Dataset records
+++
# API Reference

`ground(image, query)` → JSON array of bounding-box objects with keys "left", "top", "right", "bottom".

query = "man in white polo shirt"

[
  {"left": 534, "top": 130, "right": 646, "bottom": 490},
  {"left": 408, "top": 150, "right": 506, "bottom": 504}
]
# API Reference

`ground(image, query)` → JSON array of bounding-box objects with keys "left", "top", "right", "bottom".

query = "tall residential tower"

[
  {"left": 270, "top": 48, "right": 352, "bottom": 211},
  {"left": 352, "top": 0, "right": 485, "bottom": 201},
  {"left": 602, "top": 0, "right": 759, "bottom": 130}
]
+++
▶ _Description of the task_
The lines above are to be retyped exactly, with none omitted.

▶ _Reply to the exercise_
# API Reference

`ground(image, query)` → JSON array of bounding-box objects with keys "left", "top", "right", "bottom".

query = "man in white polo shirt"

[
  {"left": 534, "top": 130, "right": 646, "bottom": 490},
  {"left": 408, "top": 150, "right": 506, "bottom": 504}
]
# API Reference

`ground(image, query)` → JSON array of bounding-box objects with keys "left", "top", "right", "bottom".

query = "tall residential tower"

[
  {"left": 270, "top": 48, "right": 352, "bottom": 211},
  {"left": 352, "top": 0, "right": 485, "bottom": 201},
  {"left": 602, "top": 0, "right": 759, "bottom": 130}
]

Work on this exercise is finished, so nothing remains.